Convert the records below into a two-column CSV with the header text,answer and one row per record. Put each record's text and its answer in their own quoted fields, replacing line breaks with spaces.

◆ ◆ ◆ ◆

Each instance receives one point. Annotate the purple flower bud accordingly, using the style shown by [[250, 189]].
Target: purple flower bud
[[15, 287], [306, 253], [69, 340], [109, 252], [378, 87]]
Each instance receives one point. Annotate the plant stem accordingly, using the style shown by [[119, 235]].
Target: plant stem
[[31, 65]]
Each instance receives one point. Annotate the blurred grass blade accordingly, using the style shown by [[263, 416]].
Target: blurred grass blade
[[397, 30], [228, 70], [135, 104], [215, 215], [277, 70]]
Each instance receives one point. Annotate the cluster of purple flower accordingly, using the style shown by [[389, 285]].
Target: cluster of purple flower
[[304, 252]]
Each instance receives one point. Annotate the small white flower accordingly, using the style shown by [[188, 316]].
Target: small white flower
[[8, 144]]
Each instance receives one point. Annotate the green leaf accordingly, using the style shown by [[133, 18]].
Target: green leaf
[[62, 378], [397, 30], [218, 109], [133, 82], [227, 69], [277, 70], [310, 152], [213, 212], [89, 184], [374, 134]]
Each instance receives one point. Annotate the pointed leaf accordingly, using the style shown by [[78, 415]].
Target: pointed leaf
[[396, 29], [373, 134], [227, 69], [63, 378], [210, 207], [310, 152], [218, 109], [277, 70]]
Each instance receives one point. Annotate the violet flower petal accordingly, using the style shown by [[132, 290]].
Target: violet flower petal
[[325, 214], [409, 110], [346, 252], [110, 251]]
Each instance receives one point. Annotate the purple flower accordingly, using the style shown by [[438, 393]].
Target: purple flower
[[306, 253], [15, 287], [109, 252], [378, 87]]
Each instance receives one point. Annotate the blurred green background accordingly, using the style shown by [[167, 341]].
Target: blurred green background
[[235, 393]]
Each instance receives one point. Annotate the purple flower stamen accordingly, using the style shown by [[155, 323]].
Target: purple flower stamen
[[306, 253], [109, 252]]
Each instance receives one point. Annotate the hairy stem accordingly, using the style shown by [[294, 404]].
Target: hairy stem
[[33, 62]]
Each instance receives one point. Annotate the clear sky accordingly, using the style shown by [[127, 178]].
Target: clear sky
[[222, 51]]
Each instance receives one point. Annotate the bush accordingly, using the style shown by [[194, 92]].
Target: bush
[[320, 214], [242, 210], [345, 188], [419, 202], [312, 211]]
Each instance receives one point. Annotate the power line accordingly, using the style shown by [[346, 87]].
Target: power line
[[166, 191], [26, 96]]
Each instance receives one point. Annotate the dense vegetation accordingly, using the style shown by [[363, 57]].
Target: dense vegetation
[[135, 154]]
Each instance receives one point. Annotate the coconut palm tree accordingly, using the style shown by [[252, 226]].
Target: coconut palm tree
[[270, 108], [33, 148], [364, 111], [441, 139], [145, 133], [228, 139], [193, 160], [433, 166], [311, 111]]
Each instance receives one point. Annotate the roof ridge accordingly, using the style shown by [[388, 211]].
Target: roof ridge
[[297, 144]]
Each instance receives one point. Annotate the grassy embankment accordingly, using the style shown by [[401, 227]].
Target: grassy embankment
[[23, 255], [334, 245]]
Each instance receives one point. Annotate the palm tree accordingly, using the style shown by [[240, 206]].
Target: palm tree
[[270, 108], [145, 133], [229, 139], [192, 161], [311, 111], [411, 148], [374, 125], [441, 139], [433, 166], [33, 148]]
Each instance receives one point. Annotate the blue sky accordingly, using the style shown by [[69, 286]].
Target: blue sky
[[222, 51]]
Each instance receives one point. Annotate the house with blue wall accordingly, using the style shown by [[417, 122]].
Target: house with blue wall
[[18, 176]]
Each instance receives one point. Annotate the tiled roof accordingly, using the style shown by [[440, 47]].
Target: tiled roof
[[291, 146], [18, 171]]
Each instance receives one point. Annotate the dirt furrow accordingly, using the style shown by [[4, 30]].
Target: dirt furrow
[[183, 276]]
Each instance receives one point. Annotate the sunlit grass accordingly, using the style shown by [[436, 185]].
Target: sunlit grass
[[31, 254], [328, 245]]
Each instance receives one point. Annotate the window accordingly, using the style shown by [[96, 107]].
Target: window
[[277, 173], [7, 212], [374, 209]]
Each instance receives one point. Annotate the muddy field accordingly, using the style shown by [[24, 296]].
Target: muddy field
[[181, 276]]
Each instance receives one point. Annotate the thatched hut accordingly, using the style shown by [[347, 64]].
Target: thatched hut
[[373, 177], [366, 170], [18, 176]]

◆ ◆ ◆ ◆

- [Complete answer]
text,answer
"Each instance receives one point. Annotate the purple flower bud accordingly, using the style shown by [[250, 189]]. Target: purple flower bud","[[15, 287], [306, 253], [69, 340], [109, 252], [378, 87]]"
"Each instance receives one point. Annotate the plant stem accordingly, using the style shown by [[119, 235]]. Target: plant stem","[[31, 65]]"
"Each instance receives one point. Annotate the blurred grass blade accordingly, using the style shown by [[263, 416]]. Target: blurred grass blade","[[397, 30], [228, 70], [135, 104], [215, 215], [277, 70]]"
"Each instance receives one point. Annotate the cluster of purple flower accordingly, using the style shown by [[389, 285]]. Target: cluster of purple flower","[[304, 252]]"
"Each instance receives one point. Annotate the small white flower accordingly, using the style shown by [[188, 316]]. Target: small white flower","[[8, 144]]"
"Each instance receives one point. Annotate the green leaf accordingly, using the style shown by [[133, 18]]. Target: green leaf","[[62, 378], [397, 30], [218, 109], [133, 82], [227, 69], [277, 70], [310, 152], [213, 212], [89, 184], [374, 134]]"
"Each instance receives one point. Annotate the pointed leaf accordingly, using the style shown by [[78, 415]]. Target: pointed leaf","[[396, 29], [373, 134], [227, 69], [63, 378], [210, 207], [310, 152], [218, 109], [277, 70]]"
"Each instance receives one point. Annotate the violet flower petal accordingly, using the style shown by [[132, 290]]. Target: violet flower petal","[[325, 214], [409, 110], [346, 252], [110, 251]]"
"Each instance receives one point. Annotate the purple flower accordingly, using the style shown by [[438, 393]]. Target: purple flower","[[306, 253], [15, 287], [109, 252], [378, 87]]"
"Each instance receives one point. Annotate the blurred green background accordingly, using the style shown by [[167, 341]]. Target: blurred green background","[[235, 393]]"
"Each instance receives one point. Annotate the purple flower stamen accordingly, using the style shown by [[155, 323]]. Target: purple flower stamen","[[306, 253], [109, 252]]"
"Each instance receives one point. Annotate the hairy stem accordingly, using the style shown by [[294, 404]]. Target: hairy stem","[[33, 62]]"
"Each instance receives one point. Annotate the clear sky accordingly, using the style shown by [[127, 178]]. Target: clear sky","[[222, 51]]"
"Each instance receives one point. Annotate the bush accordingly, using the style shown by [[194, 92]]. Target: bush","[[320, 214], [242, 210], [345, 188], [419, 202], [312, 211]]"
"Each instance receives one point. Annotate the power line accordingly, using the style shown by [[346, 87]]. Target: power line","[[166, 191], [26, 96]]"
"Each instance receives one point. Annotate the dense vegetation accordingly, using the style shown by [[363, 57]]. Target: dense vegetation","[[135, 154]]"
"Each instance receives one point. Annotate the coconut palm tree accordingly, using the style shown by [[252, 226]]. Target: coconut palm tree","[[270, 108], [33, 148], [364, 111], [441, 139], [145, 133], [228, 139], [193, 160], [433, 166], [311, 111]]"
"Each instance receives one point. Annotate the roof ridge accordingly, using the style shown by [[388, 211]]. Target: roof ridge","[[297, 144]]"
"Each instance receives one point. Annotate the grassy embankment accordingly, using the style shown by [[401, 227]]. Target: grassy embankment","[[23, 255], [334, 245]]"
"Each instance receives one point. Annotate the palm tree accordingly, using the style shown by [[240, 206]]. Target: palm tree","[[270, 108], [145, 133], [229, 139], [192, 161], [311, 111], [411, 148], [374, 125], [441, 139], [433, 166], [33, 148]]"
"Each instance receives one point. Annotate the blue sky accordingly, using the style shown by [[69, 286]]. Target: blue sky","[[222, 51]]"
"Each instance receives one point. Annotate the house with blue wall accordingly, using the style shown by [[417, 122]]. Target: house with blue wall","[[18, 176]]"
"Each instance receives one point. Annotate the tiled roof accordingly, using the style shown by [[440, 47]]. Target: tiled roof","[[291, 146], [18, 171]]"
"Each instance receives one point. Annotate the dirt furrow accordingly, using the style shown by [[4, 30]]. Target: dirt furrow","[[183, 276]]"
"Each instance receives one point. Annotate the sunlit grass accordingly, using the style shown by [[436, 185]]. Target: sunlit grass","[[31, 254], [328, 245]]"
"Each instance receives one point. Annotate the window accordingly, using the style shown by [[96, 107]]. Target: window","[[277, 173], [7, 212], [374, 209]]"
"Each instance receives one point. Annotate the muddy field accordingly, using the style shown by [[24, 296]]. Target: muddy field","[[181, 276]]"
"Each instance receives one point. Annotate the thatched hut accordingly, using the style shown by [[347, 64]]. Target: thatched hut","[[373, 177], [366, 170], [18, 176]]"